(Natural-language object grounding data)
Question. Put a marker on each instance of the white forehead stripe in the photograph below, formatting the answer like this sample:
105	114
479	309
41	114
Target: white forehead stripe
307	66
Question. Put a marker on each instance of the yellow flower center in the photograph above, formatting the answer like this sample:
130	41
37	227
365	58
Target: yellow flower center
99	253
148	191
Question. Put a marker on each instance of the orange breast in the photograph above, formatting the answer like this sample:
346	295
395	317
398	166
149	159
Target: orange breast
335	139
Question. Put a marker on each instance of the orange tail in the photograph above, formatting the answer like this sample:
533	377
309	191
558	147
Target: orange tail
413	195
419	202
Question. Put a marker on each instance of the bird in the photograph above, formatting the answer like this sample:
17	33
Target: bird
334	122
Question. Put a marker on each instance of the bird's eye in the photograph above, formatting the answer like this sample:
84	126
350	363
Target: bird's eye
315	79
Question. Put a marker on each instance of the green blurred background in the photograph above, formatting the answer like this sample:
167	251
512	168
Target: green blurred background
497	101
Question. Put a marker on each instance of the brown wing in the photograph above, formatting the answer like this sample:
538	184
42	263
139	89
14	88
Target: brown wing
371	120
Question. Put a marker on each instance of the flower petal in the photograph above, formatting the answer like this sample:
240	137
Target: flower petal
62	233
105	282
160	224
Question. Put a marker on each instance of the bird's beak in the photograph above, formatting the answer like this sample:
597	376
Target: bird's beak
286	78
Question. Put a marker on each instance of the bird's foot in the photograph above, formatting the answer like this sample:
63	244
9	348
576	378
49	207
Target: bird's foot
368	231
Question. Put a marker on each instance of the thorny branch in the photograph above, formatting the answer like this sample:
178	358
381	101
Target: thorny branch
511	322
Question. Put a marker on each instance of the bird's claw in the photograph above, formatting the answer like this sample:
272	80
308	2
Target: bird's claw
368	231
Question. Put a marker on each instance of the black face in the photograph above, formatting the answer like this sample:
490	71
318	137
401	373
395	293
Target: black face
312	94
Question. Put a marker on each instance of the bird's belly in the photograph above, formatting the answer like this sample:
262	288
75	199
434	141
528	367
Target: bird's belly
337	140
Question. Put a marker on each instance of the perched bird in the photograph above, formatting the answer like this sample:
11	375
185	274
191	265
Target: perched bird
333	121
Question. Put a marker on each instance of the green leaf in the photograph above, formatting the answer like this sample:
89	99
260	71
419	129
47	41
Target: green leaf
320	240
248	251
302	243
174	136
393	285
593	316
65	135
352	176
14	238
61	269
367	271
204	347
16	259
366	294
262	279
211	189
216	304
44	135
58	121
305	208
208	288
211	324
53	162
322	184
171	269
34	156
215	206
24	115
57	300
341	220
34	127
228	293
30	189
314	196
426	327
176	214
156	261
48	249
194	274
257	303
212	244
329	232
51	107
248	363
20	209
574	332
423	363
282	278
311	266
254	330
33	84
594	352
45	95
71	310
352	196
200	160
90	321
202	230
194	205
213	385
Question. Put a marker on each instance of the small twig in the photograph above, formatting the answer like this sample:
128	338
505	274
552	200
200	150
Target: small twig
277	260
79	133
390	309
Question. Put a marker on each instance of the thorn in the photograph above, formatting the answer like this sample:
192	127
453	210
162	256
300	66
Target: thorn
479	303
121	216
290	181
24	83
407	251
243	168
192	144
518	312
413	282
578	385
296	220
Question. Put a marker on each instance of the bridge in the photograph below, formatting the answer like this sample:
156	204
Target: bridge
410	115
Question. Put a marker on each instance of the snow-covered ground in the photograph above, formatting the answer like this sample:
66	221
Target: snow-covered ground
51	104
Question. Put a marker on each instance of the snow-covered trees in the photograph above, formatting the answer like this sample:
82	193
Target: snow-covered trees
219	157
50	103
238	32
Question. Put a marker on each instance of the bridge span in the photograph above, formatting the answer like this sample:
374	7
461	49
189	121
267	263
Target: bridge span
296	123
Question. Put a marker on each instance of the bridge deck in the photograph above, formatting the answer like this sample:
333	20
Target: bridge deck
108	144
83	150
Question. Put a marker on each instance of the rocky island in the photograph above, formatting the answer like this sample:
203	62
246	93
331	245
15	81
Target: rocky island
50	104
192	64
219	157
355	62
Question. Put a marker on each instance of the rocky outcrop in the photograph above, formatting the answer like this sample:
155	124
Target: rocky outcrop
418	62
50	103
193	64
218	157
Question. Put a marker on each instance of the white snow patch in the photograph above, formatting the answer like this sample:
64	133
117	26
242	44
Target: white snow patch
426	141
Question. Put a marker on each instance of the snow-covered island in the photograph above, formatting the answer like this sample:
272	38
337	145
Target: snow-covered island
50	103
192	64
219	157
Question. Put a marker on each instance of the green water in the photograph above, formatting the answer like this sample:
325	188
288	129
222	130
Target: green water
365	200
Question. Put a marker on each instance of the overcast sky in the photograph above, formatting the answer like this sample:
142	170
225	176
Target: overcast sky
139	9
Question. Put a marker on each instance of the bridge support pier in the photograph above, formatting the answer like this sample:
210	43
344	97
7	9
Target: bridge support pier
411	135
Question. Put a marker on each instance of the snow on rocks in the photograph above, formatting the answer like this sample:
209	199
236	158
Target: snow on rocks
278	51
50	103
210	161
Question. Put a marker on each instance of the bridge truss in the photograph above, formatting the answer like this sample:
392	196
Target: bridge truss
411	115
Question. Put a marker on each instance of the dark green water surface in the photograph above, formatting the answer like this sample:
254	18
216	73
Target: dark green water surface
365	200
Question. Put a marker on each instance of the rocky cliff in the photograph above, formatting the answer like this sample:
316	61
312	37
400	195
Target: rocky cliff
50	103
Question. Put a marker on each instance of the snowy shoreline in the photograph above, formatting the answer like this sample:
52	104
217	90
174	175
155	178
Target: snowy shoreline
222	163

◆ Aim of the task: Print every entry exactly as it appears.

◆ Worked solution:
Question. Put a marker on each instance of the white forehead stripe in the photograph below, formatting the answer like this sample:
105	114
479	309
41	114
Target: white forehead stripe
307	66
Question. Put a marker on each instance of the yellow flower center in the photograph above, formatting the answer like this sample:
130	41
37	227
365	58
Target: yellow flower center
99	253
148	191
Question. Put a marker on each instance of the orange breast in the photograph above, formatting the answer like this sample:
346	295
395	317
398	166
149	159
Target: orange breast
335	139
Question. Put a marker on each instance of the orange tail in the photograph above, formatting the answer like this sample:
533	377
309	191
558	147
Target: orange tail
413	195
419	202
Question. Put a marker on each instance of the bird in the photograph above, formatting the answer like this sample:
17	33
Target: bird
334	122
Question. Put a marker on each instance of the bird's eye in the photograph above, formatting the answer like this sample:
84	126
350	363
Target: bird's eye
315	79
Question. Put a marker on each instance of the green blurred background in the photograph above, formatting the answer like this sample:
167	251
512	168
Target: green blurred background
497	101
Question. Put a marker on each instance of the brown wing in the photograph above, formatting the answer like this sample:
538	184
42	263
139	89
14	88
Target: brown wing
371	120
Question. Put a marker on each instance of the flower petal in the photograph above, formatting the answer like this sample:
240	137
Target: flower petal
62	233
105	282
160	224
Question. Put a marker on each instance of the bird's beak in the photograph above, formatting the answer like this sample:
597	376
Target: bird's beak
286	78
Question. Put a marker on each instance of the bird's foot in the photograph above, formatting the answer like this sample:
63	244
9	348
576	378
49	207
Target: bird's foot
368	231
Question. Put a marker on each instance of the thorny branch in the photograph above, formatting the answer like this sample:
178	358
381	101
Target: thorny branch
511	322
Question. Put a marker on each instance of the bird's claw in the photograph above, formatting the answer like this sample:
272	80
308	2
Target: bird's claw
368	231
Question. Put a marker on each instance of the black face in the photograph above, formatting the answer like this sample:
490	71
318	137
401	373
395	293
Target: black face
312	94
Question. Put a marker on each instance of the bird's belly in the photograph above, formatting the answer like this sample:
262	288
75	199
434	141
528	367
Target: bird's belly
337	140
Question. Put a marker on each instance of the perched bird in the photograph above, formatting the answer like this sample:
11	375
185	274
191	265
Target: perched bird
333	121
Question. Put a marker on each instance of the green leaf in the photograph above, formatting the answer like this sample:
89	99
260	71
419	129
47	41
Target: green leaf
320	240
248	251
302	243
174	136
393	285
593	316
65	135
352	176
14	238
61	269
367	271
204	347
16	259
366	294
262	279
211	189
216	304
44	135
58	121
305	208
208	288
211	324
53	162
322	184
171	269
34	156
215	206
24	115
57	300
341	220
34	127
228	293
30	189
314	196
426	327
176	214
156	261
48	249
194	274
257	303
212	244
329	232
51	107
248	363
20	209
574	332
423	363
282	278
311	266
254	330
33	84
594	352
45	95
71	310
352	196
200	160
90	321
202	230
194	205
213	385
Question. Put a marker on each instance of the small twig in the photograph above, formatting the answer like this sample:
128	338
505	274
552	200
200	150
Target: small twig
277	260
79	133
390	309
Question. Put a marker on each instance of the thorn in the photograph above, formatting the answer like this sample:
192	127
453	210
162	256
300	66
Target: thorn
479	303
121	216
290	181
24	83
407	251
243	168
192	144
518	312
413	282
578	385
296	220
Question. Put a marker on each instance of the bridge in the photograph below, formatting the answer like this sample:
156	204
Target: bridge
410	115
Question. Put a marker on each instance of the snow-covered ground in the photograph above, formatting the answer like this sample:
66	221
Target: snow-covered ground
51	104
Question. Put a marker on each instance of the snow-covered trees in the photograph above, formatting the answer like this sample:
82	193
Target: snow-covered trees
219	157
50	103
238	32
Question. Put a marker on each instance of the bridge span in the photograph above, formatting the answer like this sample:
374	7
461	49
189	121
267	263
Target: bridge span
296	123
Question. Put a marker on each instance of the bridge deck in the photograph above, formatting the answer like this sample:
333	20
Target: bridge deck
108	144
83	150
Question. Put a marker on each instance of the rocky island in the photograph above, formatting the answer like this sample:
203	62
246	93
331	245
15	81
Target: rocky island
50	104
192	64
219	157
355	62
Question. Put a marker on each instance of the rocky outcrop in the photograph above, formatting the answer like this sample:
155	124
Target: rocky outcrop
418	62
50	103
193	64
218	157
Question. Put a marker on each instance of the white snow patch in the photograph above, formatting the answer like this sample:
64	133
117	26
242	44
Target: white snow patch
426	141
Question. Put a marker on each instance of the snow-covered island in the photograph above, formatting the answer like this sample:
272	38
337	145
Target: snow-covered island
50	103
192	64
219	157
Question. Put a marker on each instance of the green water in the photograph above, formatting the answer like this sample:
325	188
288	129
222	130
Target: green water
365	200
Question. Put a marker on each instance of the overcast sky in the photograph above, formatting the answer like this sample:
142	170
225	176
Target: overcast sky
139	9
Question. Put a marker on each instance of the bridge support pier in the photograph above, formatting the answer like this sample:
210	43
344	97
7	9
Target: bridge support pier
411	135
Question. Put a marker on each instance of the snow on rocks in the photograph above, formatting the answer like this sample:
209	199
236	158
Target: snow on rocks
278	51
50	103
210	161
Question. Put a marker on each instance of the bridge truss in the photograph above, formatting the answer like this sample:
392	196
Target: bridge truss
411	115
Question. Put a marker on each instance of the dark green water surface in the photograph above, formatting the answer like this sample:
254	18
216	73
Target: dark green water surface
365	200
Question. Put a marker on each instance of the rocky cliff in the photograph above, formatting the answer like this sample:
316	61
312	37
400	195
Target: rocky cliff
50	103
Question. Put a marker on each instance of the snowy shoreline in the photograph above, formatting the answer like this sample:
52	104
217	90
174	175
155	178
Target: snowy shoreline
222	163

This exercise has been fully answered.